**Excerpt provided:**
** start **
Exact algorithms for the multiple depot vehicle scheduling problem with heterogeneous vehicles, split loads and toll-by-weight scheme
Introduction
The multiple depot vehicle scheduling problem (MDVSP) is a well-known problem in public transport system, and it has been studied for decades in the time constrained scheduling and routing areas. It is first formulated by Carpaneto, Dell’Amico, Fischetti, and Toth (1989), and has been proven to be NP-hard in Bertossi, Carraresi, and Gallo (1987). In this problem, there is a fleet of homogeneous vehicles based at multiple depots, and a set of trips to be served by vehicles. A trip is defined by a starting location, an ending location, a service start time, and a service end time. A vehicle can only depart from its base depot, serve a sequence of trips, and return to its base depot finally. The objective of the MDVSP is to assign trips to vehicles such that all trips are fulfilled and the total transportation cost is minimized.
In this paper, we study a general version of the MDVSP, which is originated from the practice of line-haul transportation by our collaborator, a leading express delivery firm in China, whose business is typical in the industry. Line-haul transportation refers to the shipment of packages between sorting hubs, where sorting hubs are usually located in suburb areas of cities and cover the pickup/delivery outlets in nearby urban regions. At a sorting hub, packages collected from the covered pickup outlets are first sorted according to their destinations, and then are shipped to the targeted sorting hubs (that are close to destinations) by line-haul transportation. In particular, a shipment of packages from an origin sorting hub to a destination sorting hub is called a trip. Due to the time-of-delivery requirement in express delivery, each trip has to be served no later than a deadline. For example, if the packages of a trip have been sorted before 20:00 pm, then they should be shipped toward the destination sorting hub no later than 24:00 pm at the same day.
The firm has a fleet of self-owned vehicles to provide line-haul transportation services. Each vehicle is based at a unique sorting hub for regular maintenance, and if it sets off for serving trips, it has to depart from and return to its base sorting hub. The line-haul transportation cost accounts nearly one third of the total revenue to the firm. To improve profitability, the firm endeavors to reduce the line-haul transportation cost by elaborately optimizing the assignment of trips to vehicles, which is analogous to the decision-making in the MDVSP, since both are aimed at minimizing the total transportation cost while fulfilling trips.
However, different from the settings in the MDVSP, the firm has to consider the following practical features. At first, the vehicles are heterogeneous. Currently, the firm owns thousands of vehicles for line-haul transportation, and it is impossible to hold a fleet of homogeneous vehicles given this scale. Instead, there are different types of vehicles, each of which has different loading capacity and curb weight.
Second, the service start time for each trip is not fixed but flexible. Specifically, each trip has a time window that prescribes the earliest and latest time to start the service, in addition to a predefined service duration time. On the one hand, the flexibility of service start time is in favor of the firm’s management of line-haul transportation, since otherwise it may happen that no vehicle is available to serve a trip at some time points. On the other hand, as imposed by the time-of-delivery requirement, the time window of a trip cannot be very large.
** end **
**Record excerpts:**
** start **
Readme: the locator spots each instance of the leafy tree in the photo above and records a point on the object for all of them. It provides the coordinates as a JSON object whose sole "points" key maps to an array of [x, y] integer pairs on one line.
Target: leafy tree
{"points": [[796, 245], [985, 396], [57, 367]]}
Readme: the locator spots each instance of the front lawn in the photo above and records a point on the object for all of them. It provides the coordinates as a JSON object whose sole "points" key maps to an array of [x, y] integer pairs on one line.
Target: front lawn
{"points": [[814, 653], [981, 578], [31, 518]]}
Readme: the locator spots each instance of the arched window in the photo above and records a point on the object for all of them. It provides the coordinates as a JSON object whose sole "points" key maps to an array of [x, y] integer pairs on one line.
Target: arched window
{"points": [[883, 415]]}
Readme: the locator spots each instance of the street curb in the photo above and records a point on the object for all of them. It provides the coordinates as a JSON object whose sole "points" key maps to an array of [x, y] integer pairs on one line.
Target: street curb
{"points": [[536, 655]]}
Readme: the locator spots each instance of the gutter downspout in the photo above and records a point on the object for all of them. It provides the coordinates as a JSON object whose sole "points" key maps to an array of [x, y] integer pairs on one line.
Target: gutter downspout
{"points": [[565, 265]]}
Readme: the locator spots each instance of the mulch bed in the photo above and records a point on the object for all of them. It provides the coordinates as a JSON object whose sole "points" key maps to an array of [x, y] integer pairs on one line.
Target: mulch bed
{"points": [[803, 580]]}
** end **
Extend the introduction on the multiple depot vehicle scheduling problem, continuing from its final sentence about the size of trip time windows.

Third, the transportation demand to be served on each trip depends on the package volume in business, and hence it is not restricted to vehicle’s capacity. As a result, split loads is permitted – multiple vehicles can be used to serve one trip, which is usually the case in practice. Especially with the rapid development of e-commerce, the package volume of this express delivery firm has been remarkably increased, and millions of packages are delivered on each day.
Last, the transportation cost is calculated according to the toll-by-weight scheme (Zhang et al., 2012, Luo et al., 2016, Luo et al., 2017). Precisely, there is a toll function with both the weight of vehicle and the traveling distance as the input, and the incentive is to fairly charge tolls while effectively penalizing overloading. Under this scheme, the transportation cost depends on not only the traveling distance but also the weight of vehicle, and therefore the cost is dynamic rather than fixed. In consequence, most classical vehicle routing models and arc routing models cannot be used for this problem directly, because the transportation cost in those models is fixed (e.g., the traveling distance times a constant factor).
With the above features considered, the assignment problem of trips to vehicles is called a general version of the MDVSP, and we denoted it by GMDVSP.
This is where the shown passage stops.